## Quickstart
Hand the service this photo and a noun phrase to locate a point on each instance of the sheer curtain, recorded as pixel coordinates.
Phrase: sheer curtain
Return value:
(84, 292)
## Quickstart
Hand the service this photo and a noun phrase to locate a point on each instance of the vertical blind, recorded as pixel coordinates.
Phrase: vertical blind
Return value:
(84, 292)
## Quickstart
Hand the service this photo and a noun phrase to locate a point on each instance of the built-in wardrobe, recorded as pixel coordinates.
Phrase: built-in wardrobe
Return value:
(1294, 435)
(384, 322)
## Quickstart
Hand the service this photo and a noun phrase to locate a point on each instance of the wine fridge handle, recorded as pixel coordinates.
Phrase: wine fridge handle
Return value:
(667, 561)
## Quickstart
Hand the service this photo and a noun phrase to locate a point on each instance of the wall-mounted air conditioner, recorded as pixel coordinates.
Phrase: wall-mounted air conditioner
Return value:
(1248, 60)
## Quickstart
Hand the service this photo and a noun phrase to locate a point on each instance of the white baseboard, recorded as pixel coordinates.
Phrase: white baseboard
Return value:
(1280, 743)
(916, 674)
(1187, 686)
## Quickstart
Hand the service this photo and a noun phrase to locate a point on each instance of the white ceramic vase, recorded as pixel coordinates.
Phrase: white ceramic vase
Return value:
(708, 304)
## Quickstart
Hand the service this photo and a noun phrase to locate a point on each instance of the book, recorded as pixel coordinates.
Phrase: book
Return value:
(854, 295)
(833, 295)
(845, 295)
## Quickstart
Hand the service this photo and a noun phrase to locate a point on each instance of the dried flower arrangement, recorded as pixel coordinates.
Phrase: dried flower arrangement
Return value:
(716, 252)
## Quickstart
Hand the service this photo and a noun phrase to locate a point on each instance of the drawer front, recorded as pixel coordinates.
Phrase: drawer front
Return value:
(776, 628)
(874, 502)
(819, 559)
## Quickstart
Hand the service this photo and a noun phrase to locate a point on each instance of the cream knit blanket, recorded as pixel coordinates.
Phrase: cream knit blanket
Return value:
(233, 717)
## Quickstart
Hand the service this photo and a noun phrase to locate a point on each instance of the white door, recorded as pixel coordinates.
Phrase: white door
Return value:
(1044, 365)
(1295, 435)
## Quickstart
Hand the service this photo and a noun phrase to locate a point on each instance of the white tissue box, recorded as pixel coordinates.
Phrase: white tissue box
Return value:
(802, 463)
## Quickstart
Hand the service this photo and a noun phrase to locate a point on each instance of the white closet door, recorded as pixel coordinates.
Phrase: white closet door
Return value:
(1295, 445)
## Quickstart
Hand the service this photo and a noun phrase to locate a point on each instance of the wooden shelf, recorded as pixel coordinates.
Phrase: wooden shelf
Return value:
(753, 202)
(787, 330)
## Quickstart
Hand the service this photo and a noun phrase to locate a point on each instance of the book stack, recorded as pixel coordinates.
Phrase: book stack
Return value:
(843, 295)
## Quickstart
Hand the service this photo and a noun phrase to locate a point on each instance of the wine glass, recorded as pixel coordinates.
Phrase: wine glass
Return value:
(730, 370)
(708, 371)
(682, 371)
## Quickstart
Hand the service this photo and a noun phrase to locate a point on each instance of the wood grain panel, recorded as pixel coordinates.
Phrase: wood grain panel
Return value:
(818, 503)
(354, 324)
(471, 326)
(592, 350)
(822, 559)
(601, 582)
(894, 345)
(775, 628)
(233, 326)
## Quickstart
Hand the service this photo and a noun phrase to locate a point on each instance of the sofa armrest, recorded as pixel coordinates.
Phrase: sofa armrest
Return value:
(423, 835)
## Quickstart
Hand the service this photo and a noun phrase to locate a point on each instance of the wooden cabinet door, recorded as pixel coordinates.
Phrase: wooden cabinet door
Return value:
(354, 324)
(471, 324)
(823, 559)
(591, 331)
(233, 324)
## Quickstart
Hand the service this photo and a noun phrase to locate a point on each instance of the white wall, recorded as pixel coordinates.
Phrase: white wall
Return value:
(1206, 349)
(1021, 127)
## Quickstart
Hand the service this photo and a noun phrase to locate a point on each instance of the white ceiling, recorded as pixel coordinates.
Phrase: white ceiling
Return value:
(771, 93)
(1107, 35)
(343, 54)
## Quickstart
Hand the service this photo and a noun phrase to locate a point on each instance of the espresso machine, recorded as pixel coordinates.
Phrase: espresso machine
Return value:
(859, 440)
········
▸ **Activity**: The expected answer is the complete material, restated exactly.

▸ **Final answer**:
## Quickstart
Hand the service this photo and a noun phrase to locate a point on each instance of the sheer curtain, recorded as pixel coordinates.
Phrase: sheer curtain
Return value:
(84, 292)
## Quickstart
Hand the service this photo and a noun phrase to locate a point on each instance of the vertical blind, recorded as pixel coordinates.
Phrase: vertical blind
Return value:
(84, 292)
## Quickstart
Hand the service this photo and a noun phrase to locate a point on each instance of the built-in wardrobe, recorded as pixel coordinates.
Phrase: built-in wardrobe
Return value:
(1294, 435)
(384, 322)
## Quickstart
Hand the service this photo and a noun phrase to locate a point on each instance of the wine fridge handle, recorded as pixel coordinates.
Phrase: wine fridge handle
Return value:
(667, 561)
## Quickstart
Hand the service this photo and a noun phrase to locate a point on each instance of the wall-mounted air conditioner, recorded as pixel coordinates.
Phrase: wall-mounted air conditioner
Return value:
(1248, 60)
## Quickstart
Hand the service this photo and a noun phrase to locate a point on each instance of the white baseboard, recorded as pixel coordinates.
Phrase: white baseboard
Return value:
(1280, 743)
(916, 674)
(1187, 686)
## Quickstart
Hand the service this photo and a noun phrase to locate a point on each instance of the white ceramic vase, recorded as pixel coordinates.
Phrase: white ceramic vase
Return value:
(708, 304)
## Quickstart
Hand the service this photo and a noun phrase to locate a point on each instance of the book, recorded as pixel coordinates.
Phrase: book
Return value:
(854, 295)
(833, 295)
(845, 295)
## Quickstart
Hand the service this photo and a noun phrase to locate a point on each instance of the dried flower arrangement, recorded as pixel coordinates.
Phrase: dried flower arrangement
Return value:
(716, 252)
## Quickstart
Hand the service this photo and a noun phrase to locate a point on each instance of the drawer front, recorded as pixel coordinates.
Phrase: drawer front
Return value:
(776, 628)
(874, 502)
(819, 559)
## Quickstart
Hand the service this photo and a noun phrase to locate a point on each instance of the cream knit blanket, recorded as pixel coordinates.
Phrase: cream knit blanket
Return value:
(233, 717)
## Quickstart
Hand the service this photo and a noun phrase to locate a point on each instance of the white door, recorded as pixel coordinates.
Phrase: white door
Return value:
(1044, 365)
(1295, 435)
## Quickstart
Hand the service this photo and a noun phrase to locate a point on each instance of the white tissue box, recorded as pixel coordinates.
Phrase: white tissue box
Return value:
(802, 463)
## Quickstart
Hand the service this photo and a noun phrase to locate a point on each instance of the white closet door, recorded as pixel coordinates.
Phrase: white closet door
Return value:
(1295, 445)
## Quickstart
Hand the service this photo and a noun phrase to locate a point on each instance of the wooden shelf, recorded as pixel coordinates.
Phrase: wooden shelf
Return value:
(753, 202)
(787, 330)
## Quickstart
Hand the service this photo and a noun phrase to locate a point on each instance of the book stack, recorded as pixel coordinates.
Phrase: book stack
Return value:
(843, 295)
## Quickstart
Hand the service this photo and a noun phrase to locate a point on each instance of the wine glass, recorded as pixel coordinates.
Phrase: wine glass
Return value:
(730, 370)
(708, 371)
(682, 371)
## Quickstart
Hand the service this photo and a noun phrase to locate a point on each instance of the wood grain panel, recorded as pixel coordinates.
Phrase: wood grain panel
Return value:
(818, 503)
(354, 324)
(471, 326)
(592, 350)
(822, 559)
(601, 582)
(894, 345)
(775, 628)
(233, 326)
## Quickstart
Hand the service this photo and a noun phrase to locate a point on each instance of the sofa armrest, recorded as pixel coordinates.
Phrase: sofa armrest
Return value:
(423, 835)
## Quickstart
Hand the service this photo and a noun phrase to locate a point on each instance of the wooden cabinet door, recorded as pixel coordinates.
Phrase: wooden cabinet door
Return value:
(354, 324)
(471, 324)
(823, 559)
(591, 331)
(233, 324)
## Quickstart
Hand the service this photo and a noun phrase to locate a point on each instance of the white wall, recorded as pixel coordinates.
Phrase: white wall
Return value:
(1206, 349)
(1021, 127)
## Quickstart
Hand the service this photo and a noun phrase to locate a point on each instance of the white ceiling, recorded as pixel coordinates.
Phrase: white ceiling
Return value:
(771, 93)
(1107, 35)
(343, 54)
## Quickstart
Hand the service this photo and a noun phrase to locate a point on each instance of the espresso machine, recorded as pixel coordinates.
Phrase: espresso machine
Return value:
(859, 440)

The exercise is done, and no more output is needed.